= Texte fourni =
************
SRIMAD-BHAGAVATAM
CHANT 7
CHAPITRE 9

Prahlada apaise Sri
Nrsimhadeva avec des prières.

VERSET 26

kvaham rajah-prabhava isa tamo dhike smin
jatah suretara-kule kva tavanukampa
na brahmano na tu bhavasya na vai ramaya
yan me rpitah sirasi padma-karah prasadah

TRADUCTION

O Seigneur, Toi le Suprême, que suis-je donc, moi qui ai vu le jour dans une famille marquée par l'influence infernale de la passion et de l'ignorance? Et que dire de Ta miséricorde immotivée, qui jamais n'a été offerte même à Brahma, à Siva ou à la déesse de la fortune, Laksmi? Jamais Tu n'as posé Ta main pareille-au-lotus sur leurs têtes, et pourtant Tu l'as posée sur la mienne.

TENEUR ET PORTEE

Prahlada Maharaja était étonné d'avoir bénéficié de la miséricorde immotivée du Seigneur, la Personne Suprême; en effet, bien qu'il fût issu d'une famille démoniaque et que le Seigneur n'eût jamais posé Sa main pareille-au-lotus sur la tête de Brahma, de Siva ou de la déesse de la fortune, Sa compagne de chaque instant, voici que Sri Nrsimhadeva avait eu la bienveillance de la poser sur la sienne. Et c'est bien là le sens de "miséricorde sans cause". La grâce immotivée du Seigneur Souverain peut être accordée à n'importe qui, quelle que soit sa situation en ce monde. Toute personne est habilitée à adorer le Seigneur Suprême, quelle que soit sa situation matérielle. La Bhagavad-gita (14.26) le confirme en disant:

mam ca yo vyabhicarena
bhakti yogena sevate
sa gunan samatityaitan
brahma-bhuyaya kalpate

"Celui qui s'absorbe entièrement dans le service de dévotion, sans jamais faillir, transcende dès lors les trois gunas et atteint ainsi le niveau du Brahman." Quiconque s'absorbe de façon continue dans le service de dévotion offert au Seigneur vit dans le monde spirituel et n'est en rien affecté par les attributs matériels (le sattva-guna, le rajo-guna et le tamo-guna).
************
= Lignes enregistrées =
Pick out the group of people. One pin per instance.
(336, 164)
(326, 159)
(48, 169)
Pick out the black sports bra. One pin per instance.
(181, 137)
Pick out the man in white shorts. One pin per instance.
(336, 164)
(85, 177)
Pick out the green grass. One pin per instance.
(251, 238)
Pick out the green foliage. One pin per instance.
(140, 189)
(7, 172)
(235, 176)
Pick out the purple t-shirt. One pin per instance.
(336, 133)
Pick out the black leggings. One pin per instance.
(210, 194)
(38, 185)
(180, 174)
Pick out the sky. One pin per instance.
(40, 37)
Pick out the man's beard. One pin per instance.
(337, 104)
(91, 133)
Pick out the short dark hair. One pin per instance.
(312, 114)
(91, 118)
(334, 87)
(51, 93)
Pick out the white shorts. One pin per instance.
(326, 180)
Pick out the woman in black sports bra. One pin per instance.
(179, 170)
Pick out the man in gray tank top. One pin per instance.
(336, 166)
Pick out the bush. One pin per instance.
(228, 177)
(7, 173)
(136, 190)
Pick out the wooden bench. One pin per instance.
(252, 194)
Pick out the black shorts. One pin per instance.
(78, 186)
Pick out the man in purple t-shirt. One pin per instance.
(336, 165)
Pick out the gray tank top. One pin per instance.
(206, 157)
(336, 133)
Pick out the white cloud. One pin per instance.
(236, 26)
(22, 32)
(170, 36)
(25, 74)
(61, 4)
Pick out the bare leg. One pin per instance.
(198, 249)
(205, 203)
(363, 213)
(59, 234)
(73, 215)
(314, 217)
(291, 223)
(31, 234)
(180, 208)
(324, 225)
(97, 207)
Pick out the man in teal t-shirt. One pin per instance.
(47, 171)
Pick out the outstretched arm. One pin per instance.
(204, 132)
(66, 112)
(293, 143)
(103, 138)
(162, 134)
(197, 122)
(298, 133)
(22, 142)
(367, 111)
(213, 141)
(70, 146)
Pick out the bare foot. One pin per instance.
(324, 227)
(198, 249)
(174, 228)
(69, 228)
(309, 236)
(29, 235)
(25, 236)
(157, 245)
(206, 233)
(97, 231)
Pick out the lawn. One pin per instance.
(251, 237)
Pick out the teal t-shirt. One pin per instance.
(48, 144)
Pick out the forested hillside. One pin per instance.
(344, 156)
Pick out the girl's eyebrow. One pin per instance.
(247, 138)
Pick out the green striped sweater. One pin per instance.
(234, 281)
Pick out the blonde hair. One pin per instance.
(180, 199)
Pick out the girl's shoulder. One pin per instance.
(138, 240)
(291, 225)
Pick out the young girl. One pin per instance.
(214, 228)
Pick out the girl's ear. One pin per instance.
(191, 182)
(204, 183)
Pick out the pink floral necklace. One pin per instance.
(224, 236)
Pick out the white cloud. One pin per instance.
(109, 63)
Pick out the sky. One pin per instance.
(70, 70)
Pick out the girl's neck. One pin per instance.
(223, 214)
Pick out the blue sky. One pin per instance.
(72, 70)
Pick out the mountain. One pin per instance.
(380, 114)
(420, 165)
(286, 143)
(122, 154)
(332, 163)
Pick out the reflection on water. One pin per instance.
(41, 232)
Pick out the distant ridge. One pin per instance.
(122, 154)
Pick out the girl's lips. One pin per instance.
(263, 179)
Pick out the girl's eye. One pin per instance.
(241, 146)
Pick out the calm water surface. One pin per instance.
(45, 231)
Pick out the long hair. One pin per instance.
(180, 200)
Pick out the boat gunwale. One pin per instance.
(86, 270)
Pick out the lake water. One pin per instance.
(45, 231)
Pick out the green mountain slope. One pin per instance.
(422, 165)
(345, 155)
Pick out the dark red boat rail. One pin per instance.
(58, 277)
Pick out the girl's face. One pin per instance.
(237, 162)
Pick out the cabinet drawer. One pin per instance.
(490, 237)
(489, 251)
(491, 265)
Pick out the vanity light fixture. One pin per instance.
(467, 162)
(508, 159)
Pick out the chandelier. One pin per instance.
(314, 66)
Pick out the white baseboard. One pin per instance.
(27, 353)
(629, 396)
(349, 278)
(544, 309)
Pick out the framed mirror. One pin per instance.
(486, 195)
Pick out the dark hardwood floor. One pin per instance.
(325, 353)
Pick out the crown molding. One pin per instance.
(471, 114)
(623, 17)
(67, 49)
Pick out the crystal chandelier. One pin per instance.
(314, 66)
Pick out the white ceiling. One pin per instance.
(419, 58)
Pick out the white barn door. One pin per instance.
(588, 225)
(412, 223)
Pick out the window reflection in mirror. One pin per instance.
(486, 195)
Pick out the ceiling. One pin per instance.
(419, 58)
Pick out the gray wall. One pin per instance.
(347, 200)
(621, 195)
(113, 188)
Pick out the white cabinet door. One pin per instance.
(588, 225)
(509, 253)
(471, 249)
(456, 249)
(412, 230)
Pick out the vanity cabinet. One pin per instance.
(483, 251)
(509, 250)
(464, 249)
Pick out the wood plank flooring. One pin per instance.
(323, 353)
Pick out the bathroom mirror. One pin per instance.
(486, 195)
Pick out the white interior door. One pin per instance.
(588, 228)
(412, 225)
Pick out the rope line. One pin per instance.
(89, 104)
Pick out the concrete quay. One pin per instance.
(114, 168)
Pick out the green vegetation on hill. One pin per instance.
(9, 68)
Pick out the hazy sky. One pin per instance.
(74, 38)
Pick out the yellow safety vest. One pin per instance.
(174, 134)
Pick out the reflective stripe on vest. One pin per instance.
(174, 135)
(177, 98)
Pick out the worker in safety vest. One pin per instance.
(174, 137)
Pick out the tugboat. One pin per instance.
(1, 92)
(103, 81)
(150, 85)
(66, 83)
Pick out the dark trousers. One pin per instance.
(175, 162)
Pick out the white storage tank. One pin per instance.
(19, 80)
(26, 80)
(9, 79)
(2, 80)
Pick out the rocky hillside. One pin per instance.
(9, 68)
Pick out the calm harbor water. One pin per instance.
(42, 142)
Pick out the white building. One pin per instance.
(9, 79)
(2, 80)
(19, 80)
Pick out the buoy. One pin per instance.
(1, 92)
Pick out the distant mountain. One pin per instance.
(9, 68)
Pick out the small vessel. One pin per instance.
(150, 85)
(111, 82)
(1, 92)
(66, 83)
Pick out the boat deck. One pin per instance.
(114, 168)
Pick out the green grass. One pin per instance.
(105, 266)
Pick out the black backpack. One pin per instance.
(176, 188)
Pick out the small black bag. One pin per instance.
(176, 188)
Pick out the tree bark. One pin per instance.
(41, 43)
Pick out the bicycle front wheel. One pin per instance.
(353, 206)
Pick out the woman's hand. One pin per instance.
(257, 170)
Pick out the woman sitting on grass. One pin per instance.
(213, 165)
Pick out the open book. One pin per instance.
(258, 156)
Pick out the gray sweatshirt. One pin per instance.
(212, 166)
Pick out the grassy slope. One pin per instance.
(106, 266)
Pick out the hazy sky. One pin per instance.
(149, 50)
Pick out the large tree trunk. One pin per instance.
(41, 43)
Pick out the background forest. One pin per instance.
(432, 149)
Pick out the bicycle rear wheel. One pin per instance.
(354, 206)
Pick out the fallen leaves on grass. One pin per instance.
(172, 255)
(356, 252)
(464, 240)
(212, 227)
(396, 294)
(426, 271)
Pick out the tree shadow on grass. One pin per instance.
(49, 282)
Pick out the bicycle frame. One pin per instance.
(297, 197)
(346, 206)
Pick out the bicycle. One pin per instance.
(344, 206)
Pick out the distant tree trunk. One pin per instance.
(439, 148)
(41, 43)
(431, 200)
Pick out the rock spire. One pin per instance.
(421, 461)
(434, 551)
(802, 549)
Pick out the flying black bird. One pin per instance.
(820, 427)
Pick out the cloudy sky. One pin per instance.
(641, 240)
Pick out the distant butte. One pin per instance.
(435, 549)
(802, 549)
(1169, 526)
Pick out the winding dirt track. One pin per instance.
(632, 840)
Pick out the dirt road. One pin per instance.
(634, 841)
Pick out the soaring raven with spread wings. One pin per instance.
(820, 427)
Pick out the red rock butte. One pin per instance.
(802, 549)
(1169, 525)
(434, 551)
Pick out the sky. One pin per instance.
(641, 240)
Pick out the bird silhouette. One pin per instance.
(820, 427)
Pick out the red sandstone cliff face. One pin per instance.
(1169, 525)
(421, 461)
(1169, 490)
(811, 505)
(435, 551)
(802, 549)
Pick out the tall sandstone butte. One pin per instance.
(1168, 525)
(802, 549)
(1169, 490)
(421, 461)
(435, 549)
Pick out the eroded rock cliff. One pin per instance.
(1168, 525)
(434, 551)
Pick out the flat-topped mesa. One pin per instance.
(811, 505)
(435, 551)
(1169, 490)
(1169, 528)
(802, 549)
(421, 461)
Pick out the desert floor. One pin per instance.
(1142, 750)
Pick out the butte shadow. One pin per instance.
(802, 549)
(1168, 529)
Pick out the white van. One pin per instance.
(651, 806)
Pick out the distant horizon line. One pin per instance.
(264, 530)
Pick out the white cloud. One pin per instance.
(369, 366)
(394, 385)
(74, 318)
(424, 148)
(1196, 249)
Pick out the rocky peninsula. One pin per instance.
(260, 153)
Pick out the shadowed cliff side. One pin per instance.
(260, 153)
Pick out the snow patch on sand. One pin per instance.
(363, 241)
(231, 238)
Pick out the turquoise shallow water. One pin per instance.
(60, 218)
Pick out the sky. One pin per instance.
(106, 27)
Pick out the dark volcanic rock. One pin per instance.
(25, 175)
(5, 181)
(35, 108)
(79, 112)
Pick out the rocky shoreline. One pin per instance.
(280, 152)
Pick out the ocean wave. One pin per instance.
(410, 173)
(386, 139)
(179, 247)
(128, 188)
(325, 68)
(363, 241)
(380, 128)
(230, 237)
************
= Consignes de l'exercice =
1 - Pour chacune des affirmations suivantes, répondez par oui ou par non selon le texte fourni, en citant les mots qui tranchent : (a) Prahlada est issu d'une famille démoniaque ; (b) le Seigneur avait déjà posé sa main sur la tête de Brahma ; (c) la grâce immotivée du Seigneur n'est accordée qu'à ceux qui occupent une haute situation en ce monde.
2 - D'après le texte fourni, pourquoi Prahlada Maharaja était-il étonné ? Répondez en une à trois phrases.
3 - Quel verset de la Bhagavad-gita le texte fourni cite-t-il ?

= Corrigé =
1 -
(a) Oui : « bien qu'il fût issu d'une famille démoniaque ».
(b) Non : « le Seigneur n'eût jamais posé Sa main pareille-au-lotus sur la tête de Brahma, de Siva ou de la déesse de la fortune ».
(c) Non : « peut être accordée à n'importe qui, quelle que soit sa situation en ce monde ».

2 - Prahlada était étonné parce qu'il avait reçu la miséricorde immotivée du Seigneur alors qu'il était issu d'une famille démoniaque. De plus, le Seigneur n'avait jamais posé Sa main pareille-au-lotus sur la tête de Brahma, de Siva ou de la déesse de la fortune, mais Sri Nrsimhadeva l'avait posée sur la sienne.

3 - Le verset 14.26.